What's needed is the listing below, repeated word for word with no pictures.

►

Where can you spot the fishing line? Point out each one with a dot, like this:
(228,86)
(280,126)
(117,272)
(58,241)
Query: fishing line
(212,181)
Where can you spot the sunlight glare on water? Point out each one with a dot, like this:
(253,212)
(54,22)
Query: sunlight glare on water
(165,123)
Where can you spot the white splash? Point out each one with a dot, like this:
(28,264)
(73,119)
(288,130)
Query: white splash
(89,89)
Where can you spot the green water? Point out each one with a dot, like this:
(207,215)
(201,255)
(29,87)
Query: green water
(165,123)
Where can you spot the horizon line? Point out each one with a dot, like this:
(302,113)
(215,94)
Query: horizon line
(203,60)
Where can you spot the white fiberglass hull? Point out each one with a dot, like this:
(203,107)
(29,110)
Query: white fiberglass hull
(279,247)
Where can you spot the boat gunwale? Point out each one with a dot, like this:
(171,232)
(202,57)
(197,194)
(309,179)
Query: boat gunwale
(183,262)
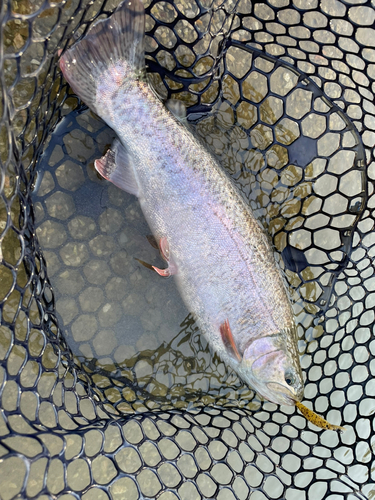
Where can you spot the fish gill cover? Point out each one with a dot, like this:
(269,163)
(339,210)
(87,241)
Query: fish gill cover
(289,91)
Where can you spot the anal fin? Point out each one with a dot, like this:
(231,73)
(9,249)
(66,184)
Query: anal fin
(228,340)
(117,167)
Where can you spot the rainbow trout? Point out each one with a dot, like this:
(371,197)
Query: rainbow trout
(216,250)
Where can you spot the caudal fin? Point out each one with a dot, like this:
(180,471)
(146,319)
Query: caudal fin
(112,49)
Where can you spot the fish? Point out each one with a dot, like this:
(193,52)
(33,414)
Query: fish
(215,249)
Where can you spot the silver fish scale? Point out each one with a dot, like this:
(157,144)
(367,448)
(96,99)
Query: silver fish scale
(65,428)
(226,268)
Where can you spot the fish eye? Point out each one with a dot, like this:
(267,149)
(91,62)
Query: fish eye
(290,379)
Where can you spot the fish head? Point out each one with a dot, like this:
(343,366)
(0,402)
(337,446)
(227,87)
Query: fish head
(273,371)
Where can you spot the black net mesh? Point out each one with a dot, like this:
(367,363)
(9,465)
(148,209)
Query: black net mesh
(108,390)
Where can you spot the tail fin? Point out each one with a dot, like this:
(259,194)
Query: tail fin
(112,48)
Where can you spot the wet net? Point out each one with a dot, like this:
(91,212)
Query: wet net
(108,390)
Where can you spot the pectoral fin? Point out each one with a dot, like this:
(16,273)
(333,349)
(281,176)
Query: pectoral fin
(117,166)
(164,250)
(228,340)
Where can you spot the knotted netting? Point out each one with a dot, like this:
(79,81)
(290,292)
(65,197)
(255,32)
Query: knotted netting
(108,390)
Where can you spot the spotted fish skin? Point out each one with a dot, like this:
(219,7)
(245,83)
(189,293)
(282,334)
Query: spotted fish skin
(217,251)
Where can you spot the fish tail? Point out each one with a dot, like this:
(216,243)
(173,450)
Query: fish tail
(112,50)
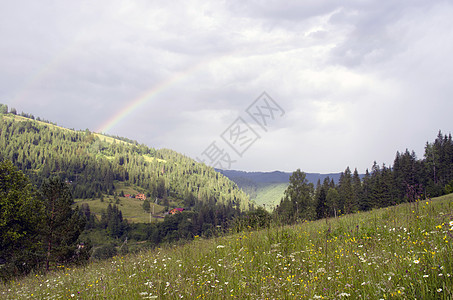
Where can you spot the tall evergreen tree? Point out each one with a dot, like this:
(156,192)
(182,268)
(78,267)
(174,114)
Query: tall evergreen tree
(20,217)
(62,225)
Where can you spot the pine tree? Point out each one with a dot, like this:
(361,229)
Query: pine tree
(62,225)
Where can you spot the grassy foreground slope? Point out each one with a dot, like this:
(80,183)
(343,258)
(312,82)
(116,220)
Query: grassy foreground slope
(402,252)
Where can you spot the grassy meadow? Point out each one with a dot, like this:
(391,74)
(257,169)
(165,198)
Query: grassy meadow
(402,252)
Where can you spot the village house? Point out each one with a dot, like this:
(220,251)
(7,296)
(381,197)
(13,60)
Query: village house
(140,196)
(175,211)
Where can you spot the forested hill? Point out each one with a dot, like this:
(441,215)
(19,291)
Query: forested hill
(273,177)
(92,163)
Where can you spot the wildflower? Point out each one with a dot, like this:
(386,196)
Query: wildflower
(344,295)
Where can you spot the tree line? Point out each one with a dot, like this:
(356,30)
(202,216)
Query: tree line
(38,228)
(408,180)
(91,164)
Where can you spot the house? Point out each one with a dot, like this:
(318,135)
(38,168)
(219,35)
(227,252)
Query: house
(175,211)
(140,196)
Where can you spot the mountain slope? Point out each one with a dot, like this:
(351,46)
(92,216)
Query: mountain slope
(91,163)
(267,188)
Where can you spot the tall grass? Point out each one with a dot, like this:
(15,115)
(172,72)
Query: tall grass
(402,252)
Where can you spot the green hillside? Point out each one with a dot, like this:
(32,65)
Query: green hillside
(269,195)
(96,165)
(401,252)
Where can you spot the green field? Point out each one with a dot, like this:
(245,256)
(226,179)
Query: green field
(402,252)
(269,195)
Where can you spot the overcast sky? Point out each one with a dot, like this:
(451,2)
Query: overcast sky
(351,83)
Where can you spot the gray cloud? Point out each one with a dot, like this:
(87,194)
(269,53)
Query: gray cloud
(358,80)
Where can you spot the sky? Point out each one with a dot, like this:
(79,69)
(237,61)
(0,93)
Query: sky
(346,83)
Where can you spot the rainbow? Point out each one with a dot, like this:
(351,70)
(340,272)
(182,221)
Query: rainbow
(143,98)
(152,93)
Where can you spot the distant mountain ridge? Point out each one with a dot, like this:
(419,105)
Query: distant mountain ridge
(275,176)
(267,188)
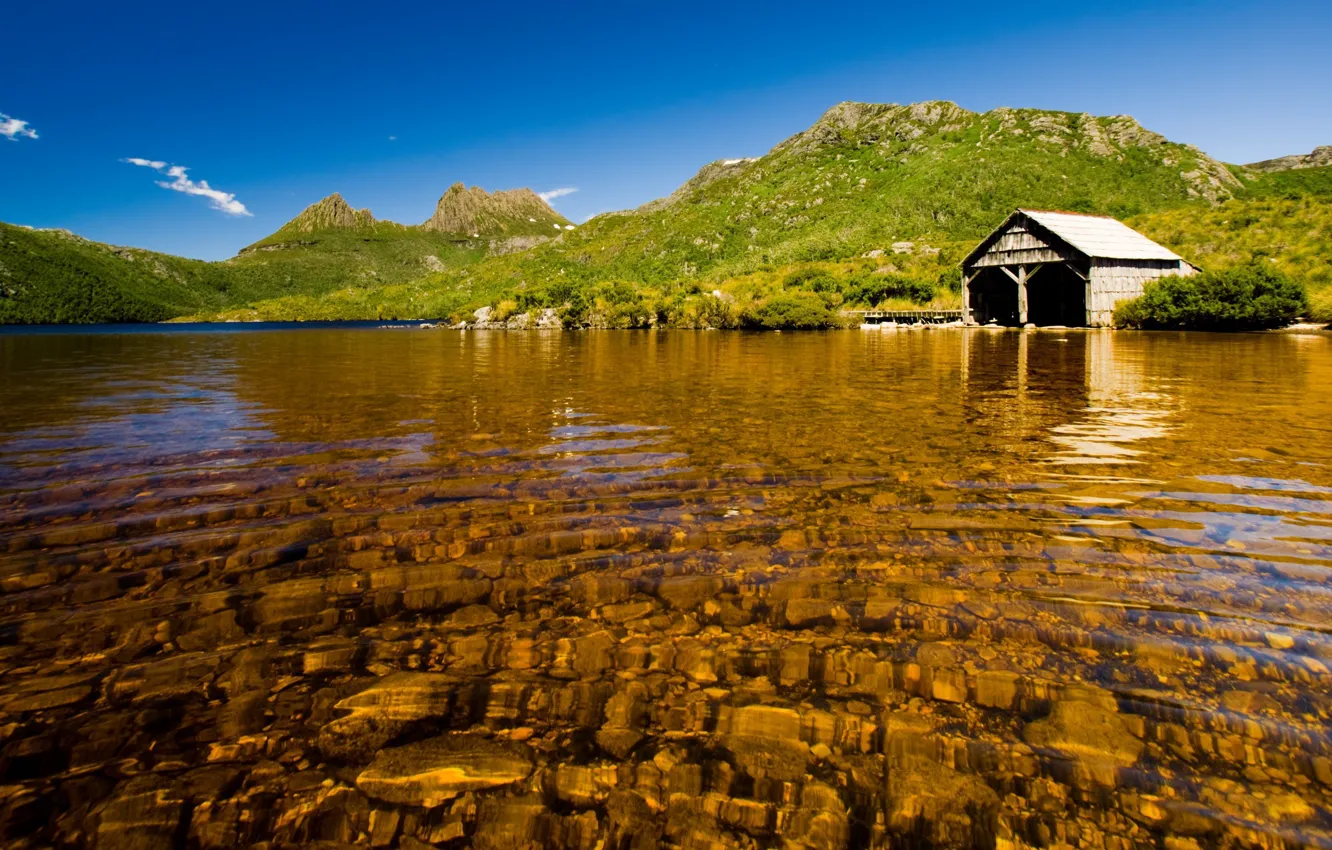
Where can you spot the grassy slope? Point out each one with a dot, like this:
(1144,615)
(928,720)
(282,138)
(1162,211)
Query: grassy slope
(49,276)
(833,200)
(859,180)
(1283,216)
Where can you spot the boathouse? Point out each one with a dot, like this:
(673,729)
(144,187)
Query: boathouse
(1060,268)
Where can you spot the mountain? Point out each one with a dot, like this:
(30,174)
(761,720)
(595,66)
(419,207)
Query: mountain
(1318,157)
(871,205)
(332,213)
(53,276)
(889,197)
(504,213)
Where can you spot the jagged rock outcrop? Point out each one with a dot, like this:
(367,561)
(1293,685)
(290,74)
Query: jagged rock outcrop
(1319,156)
(332,213)
(484,213)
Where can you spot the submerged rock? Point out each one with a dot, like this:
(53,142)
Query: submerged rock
(436,770)
(1086,726)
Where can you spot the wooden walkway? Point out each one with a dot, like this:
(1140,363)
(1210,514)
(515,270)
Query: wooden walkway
(906,317)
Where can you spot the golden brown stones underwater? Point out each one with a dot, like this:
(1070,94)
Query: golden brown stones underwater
(665,590)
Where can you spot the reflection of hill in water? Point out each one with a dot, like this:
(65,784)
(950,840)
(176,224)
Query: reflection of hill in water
(879,589)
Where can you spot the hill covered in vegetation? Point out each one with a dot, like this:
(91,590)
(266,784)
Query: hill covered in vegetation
(1283,217)
(53,276)
(873,205)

◄

ANSWER SPACE
Where can you spot the fishing line? Point out each one with a dot, like this:
(228,86)
(280,126)
(117,272)
(58,241)
Query: fishing line
(212,181)
Where can you spot the sunlight glare on water? Point out each one with a dot, like this:
(253,212)
(54,22)
Query: sunlight glare on water
(165,123)
Where can you spot the white splash? Point out each one with a dot, like this:
(28,264)
(73,119)
(288,130)
Query: white splash
(89,89)
Where can you spot the green water? Point out each one with a dot, like this:
(207,215)
(201,255)
(29,87)
Query: green water
(165,123)
Where can you spot the horizon line? Point out each one with a dot, like this:
(302,113)
(215,94)
Query: horizon line
(203,60)
Where can you spot the white fiberglass hull? Point out each one with a dot, like this:
(203,107)
(29,110)
Query: white fiberglass hull
(279,247)
Where can you spot the boat gunwale? Point out each one with a dot, like this:
(171,232)
(202,57)
(197,194)
(309,179)
Query: boat gunwale
(183,262)
Where can you spot the fish gill cover? Point out each one with a dot, like this:
(269,163)
(339,210)
(87,241)
Query: fish gill cover
(289,91)
Where can you spot the anal fin? Point out each one with a dot, like this:
(231,73)
(9,249)
(66,184)
Query: anal fin
(228,340)
(117,167)
Where can you spot the rainbow trout? Point out each one with a dot, like this:
(371,197)
Query: rainbow trout
(216,250)
Where can you spot the caudal fin? Point out each one with a dot, like this:
(180,471)
(146,319)
Query: caudal fin
(112,49)
Where can you spot the fish? Point out each one with a dot, like this:
(193,52)
(33,414)
Query: fish
(215,249)
Where can you spot the silver fish scale? Point out each one with a dot, like this:
(157,144)
(367,448)
(96,99)
Query: silver fish scale
(65,428)
(226,268)
Where can you spot the fish eye? Point out each one with a dot, like this:
(267,149)
(91,62)
Query: fish eye
(290,379)
Where can you spot the fish head? Point out each one with a dot, like this:
(343,366)
(0,402)
(337,446)
(227,87)
Query: fish head
(273,371)
Where can you spot the black net mesh? Point out each one with a dot, like this:
(367,363)
(9,465)
(148,209)
Query: black net mesh
(108,390)
Where can you spot the tail fin? Point out each one with a dot, like this:
(259,194)
Query: tail fin
(112,48)
Where can you spot the wet net? Point out each one with a dot, like this:
(91,212)
Query: wet net
(108,390)
Where can you spot the pectoral fin? Point out each one with a dot, like this:
(16,273)
(333,349)
(281,176)
Query: pectoral fin
(117,166)
(164,250)
(228,340)
Where can you spot the knotted netting? Point out each one with a dot, like this:
(79,81)
(290,292)
(65,197)
(255,32)
Query: knotted netting
(108,390)
Where can you spot the spotted fish skin? Point out each one with a dot, like this:
(219,7)
(245,83)
(189,293)
(282,334)
Query: spotted fish skin
(217,251)
Where can you spot the fish tail? Point out each one with a dot, like this:
(216,243)
(173,450)
Query: fish tail
(112,50)
Where can you spot the tall evergreen tree? Point out each one with a dot, like this:
(156,192)
(182,268)
(78,267)
(174,114)
Query: tall evergreen tree
(20,217)
(62,225)
Where can you spot the pine tree? Point out each one with a dot, like this:
(361,229)
Query: pine tree
(62,225)
Where can you spot the grassy foreground slope? Point out each one with a dot, like this:
(80,183)
(343,258)
(312,82)
(116,220)
Query: grassy foreground slope
(402,252)
Where can you spot the grassy meadow? Point out each one with a dot, like this:
(391,74)
(257,169)
(165,198)
Query: grassy meadow
(402,252)
Where can you spot the village house? Point out each one with a dot, like this:
(220,251)
(7,296)
(381,197)
(13,60)
Query: village house
(140,196)
(175,211)
Where can you spot the forested hill? Point out each one with a dot, like this:
(441,215)
(19,291)
Query: forested hill
(273,177)
(92,163)
Where can you spot the wildflower? Point out each one with a dot, like this:
(386,196)
Query: wildflower
(344,295)
Where can you spot the tree line? Point out each one with a dot, like this:
(356,30)
(202,216)
Query: tree line
(38,228)
(408,180)
(91,164)
Where can you spot the house? Point out each one with a dot, like this:
(318,135)
(38,168)
(219,35)
(227,252)
Query: house
(175,211)
(140,196)
Where can you spot the mountain slope? Point out each one with a dot, like this:
(351,46)
(92,216)
Query: mountain slope
(91,163)
(267,188)
Where can you spot the tall grass? Point out each one with a dot, like this:
(15,115)
(172,72)
Query: tall grass
(402,252)
Where can you spot the green hillside? Point out each one with a dot, like this:
(32,65)
Query: green hillside
(269,195)
(96,165)
(401,252)
Where can you spot the green field? Point out each one with a dot, like this:
(245,256)
(226,179)
Query: green field
(402,252)
(269,195)
Where can you spot the overcast sky? Point out each one with a dot, like this:
(451,2)
Query: overcast sky
(351,83)
Where can you spot the gray cloud? Point out each one with a dot, like this:
(87,194)
(269,53)
Query: gray cloud
(358,80)
Where can you spot the sky? Point out each one with a dot, like this:
(79,69)
(237,61)
(0,93)
Query: sky
(346,83)
Where can you spot the rainbow? Point out each one with a dot, like this:
(351,70)
(340,272)
(182,221)
Query: rainbow
(143,98)
(152,93)
Where can you spot the distant mountain ridge? Point out each one with a dot, like this:
(419,105)
Query: distant mountain ridge
(275,176)
(267,188)
Where can you spot the grassy slope? Point out each one with a dot, like this:
(1144,615)
(928,720)
(282,138)
(1162,211)
Query: grassy slope
(49,276)
(833,200)
(859,180)
(1283,216)
Where can you spot the boathouse? Point out each one with a dot, like this:
(673,729)
(144,187)
Query: boathouse
(1060,268)
Where can you spot the mountain? Point out each one with a dot, like this:
(30,174)
(761,720)
(595,66)
(419,207)
Query: mountain
(1318,157)
(871,205)
(332,213)
(53,276)
(889,197)
(504,213)
Where can you spot the jagged rock outcrop? Point out each one with a dot, like this:
(367,561)
(1293,685)
(290,74)
Query: jagged rock outcrop
(1319,156)
(332,213)
(484,213)
Where can you spot the submerged rock? Point out each one with a dot, like this:
(53,142)
Query: submerged rock
(436,770)
(1086,726)
Where can you spot the wooden walkway? Point out each one with a dot, like this:
(1140,363)
(1210,514)
(515,270)
Query: wooden walkway
(906,317)
Where can you spot the golden brown stones underwater? Point out each one with a dot, like this:
(1070,94)
Query: golden brown stones underwater
(665,590)
Where can you spot the reflection of hill in water? Point out each one with a dot, like this:
(65,784)
(950,840)
(176,224)
Query: reflection of hill in water
(879,589)
Where can you spot the hill covered in vegetation? Point out each one with a dot, like this:
(91,590)
(266,784)
Query: hill covered in vegetation
(1283,217)
(53,276)
(873,205)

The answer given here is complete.